Copy out exactly the lines from the line containing "Domain: lane-usage study. Target: trimmed" to the end of the listing.
===== PROVIDED DATA
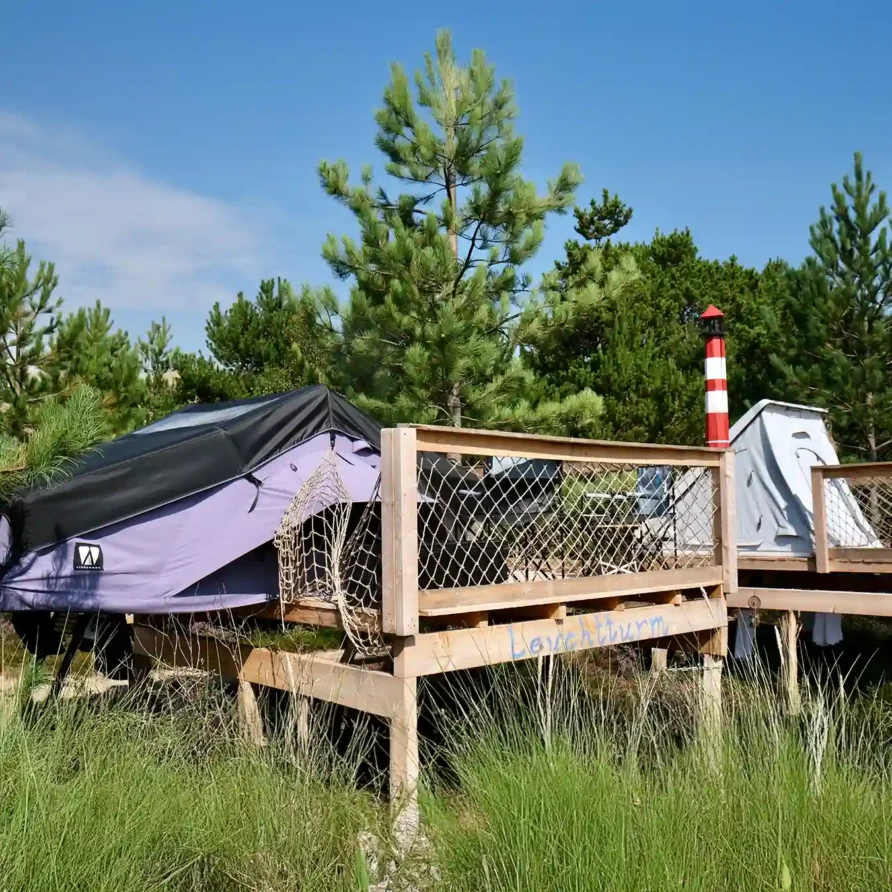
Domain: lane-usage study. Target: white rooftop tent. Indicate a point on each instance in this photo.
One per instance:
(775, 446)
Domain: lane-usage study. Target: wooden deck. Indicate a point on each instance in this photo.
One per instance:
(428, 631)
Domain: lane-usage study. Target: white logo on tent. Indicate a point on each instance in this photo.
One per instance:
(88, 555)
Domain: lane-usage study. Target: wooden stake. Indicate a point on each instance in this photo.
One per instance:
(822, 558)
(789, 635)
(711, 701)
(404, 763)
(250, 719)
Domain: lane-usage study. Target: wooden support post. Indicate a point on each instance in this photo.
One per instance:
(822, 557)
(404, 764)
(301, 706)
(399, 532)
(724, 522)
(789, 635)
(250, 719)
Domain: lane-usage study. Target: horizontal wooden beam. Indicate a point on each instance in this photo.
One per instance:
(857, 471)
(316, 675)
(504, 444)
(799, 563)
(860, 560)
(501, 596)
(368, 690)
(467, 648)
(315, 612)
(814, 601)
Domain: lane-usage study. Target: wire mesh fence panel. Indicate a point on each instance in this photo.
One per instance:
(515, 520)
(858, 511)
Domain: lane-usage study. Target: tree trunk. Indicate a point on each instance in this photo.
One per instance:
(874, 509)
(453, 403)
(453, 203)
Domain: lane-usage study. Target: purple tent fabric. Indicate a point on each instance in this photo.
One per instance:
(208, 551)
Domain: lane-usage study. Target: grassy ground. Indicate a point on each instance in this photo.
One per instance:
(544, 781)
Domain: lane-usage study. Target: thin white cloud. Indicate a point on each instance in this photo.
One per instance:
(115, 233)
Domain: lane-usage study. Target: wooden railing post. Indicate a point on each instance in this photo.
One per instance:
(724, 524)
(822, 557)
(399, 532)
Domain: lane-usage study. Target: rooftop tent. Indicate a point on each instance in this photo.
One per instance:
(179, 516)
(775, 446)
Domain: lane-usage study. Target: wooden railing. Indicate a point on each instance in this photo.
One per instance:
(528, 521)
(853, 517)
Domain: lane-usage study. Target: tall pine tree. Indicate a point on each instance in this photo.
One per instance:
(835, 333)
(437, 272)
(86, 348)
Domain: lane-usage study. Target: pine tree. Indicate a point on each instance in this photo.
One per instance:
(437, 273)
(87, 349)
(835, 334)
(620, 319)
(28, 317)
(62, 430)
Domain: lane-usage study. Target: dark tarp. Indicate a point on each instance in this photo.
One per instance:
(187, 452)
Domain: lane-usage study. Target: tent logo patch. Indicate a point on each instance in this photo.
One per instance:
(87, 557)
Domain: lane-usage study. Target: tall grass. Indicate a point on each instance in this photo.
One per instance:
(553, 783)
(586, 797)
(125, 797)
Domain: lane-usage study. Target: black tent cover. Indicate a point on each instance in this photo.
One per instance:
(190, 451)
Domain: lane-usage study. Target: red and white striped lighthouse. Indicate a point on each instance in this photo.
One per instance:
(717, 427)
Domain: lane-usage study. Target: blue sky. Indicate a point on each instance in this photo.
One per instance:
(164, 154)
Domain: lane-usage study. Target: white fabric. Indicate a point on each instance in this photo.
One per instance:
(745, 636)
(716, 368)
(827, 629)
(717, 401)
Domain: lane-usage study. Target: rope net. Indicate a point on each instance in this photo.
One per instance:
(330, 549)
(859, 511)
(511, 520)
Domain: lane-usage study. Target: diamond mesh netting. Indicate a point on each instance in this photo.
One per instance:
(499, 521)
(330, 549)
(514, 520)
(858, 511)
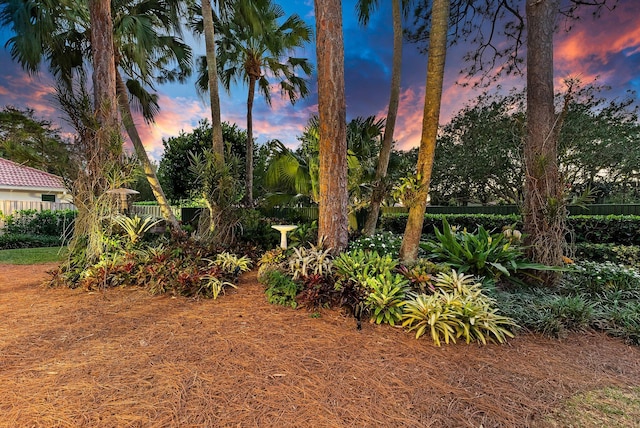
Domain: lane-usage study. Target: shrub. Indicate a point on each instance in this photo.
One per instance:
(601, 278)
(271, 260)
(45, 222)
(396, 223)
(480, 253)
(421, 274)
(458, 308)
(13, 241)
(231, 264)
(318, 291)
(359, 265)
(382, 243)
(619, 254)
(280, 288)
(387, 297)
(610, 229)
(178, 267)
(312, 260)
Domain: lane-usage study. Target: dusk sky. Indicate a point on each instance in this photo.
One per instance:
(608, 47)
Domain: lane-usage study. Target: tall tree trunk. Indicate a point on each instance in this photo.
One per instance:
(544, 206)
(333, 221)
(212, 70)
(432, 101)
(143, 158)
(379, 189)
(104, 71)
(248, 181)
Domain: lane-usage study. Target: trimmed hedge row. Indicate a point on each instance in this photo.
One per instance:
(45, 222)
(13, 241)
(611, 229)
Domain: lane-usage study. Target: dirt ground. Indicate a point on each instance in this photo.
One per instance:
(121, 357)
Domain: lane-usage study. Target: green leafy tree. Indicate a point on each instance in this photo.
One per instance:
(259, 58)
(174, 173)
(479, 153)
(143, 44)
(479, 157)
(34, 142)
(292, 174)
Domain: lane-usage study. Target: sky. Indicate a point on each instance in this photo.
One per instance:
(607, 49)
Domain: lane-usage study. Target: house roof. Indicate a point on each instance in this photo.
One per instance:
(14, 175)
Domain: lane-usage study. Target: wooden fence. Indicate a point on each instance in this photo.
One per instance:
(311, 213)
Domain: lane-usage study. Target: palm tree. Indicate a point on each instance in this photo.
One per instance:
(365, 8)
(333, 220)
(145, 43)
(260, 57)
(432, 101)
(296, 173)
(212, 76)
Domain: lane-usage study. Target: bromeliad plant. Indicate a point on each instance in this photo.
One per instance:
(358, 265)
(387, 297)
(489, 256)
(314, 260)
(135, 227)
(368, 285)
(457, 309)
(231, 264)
==========
§ FINISHED TASK
Domain: lane-usage study. Target: trimmed hedge row. Indicate a point on each instance in this photo.
One per instance:
(45, 222)
(13, 241)
(611, 229)
Domain: lane-usage study. Target: dirt ground. Indicate a point on each instance in this photo.
One per instance:
(121, 357)
Domain: lane-usage study. Target: green leafy tree. Indicate a point on each instance in this photo.
One per instance:
(259, 58)
(174, 173)
(479, 153)
(143, 44)
(479, 157)
(34, 142)
(292, 174)
Domain: lane-usage study. Target: sky. Indicate a point on each instance in this photo.
One per instance:
(607, 49)
Domain: lane-usage study. Target: house roof. Indicate a point on each instance in this photo.
One per instance:
(14, 175)
Domain: lane-usage study. Target: wooden fence. Indicate a point on each instance in this photo.
One per instance:
(311, 213)
Domain: lane-usage study. Target: palm tree. Indicate a point on each instance in this photo.
One per instance:
(365, 8)
(333, 220)
(145, 43)
(260, 57)
(432, 101)
(296, 173)
(212, 76)
Domain: lane-usage study. Target: bromeliad plant. Indicate a point on each instance in this photo.
One per instance:
(358, 265)
(387, 297)
(489, 256)
(314, 260)
(135, 227)
(368, 285)
(457, 309)
(231, 264)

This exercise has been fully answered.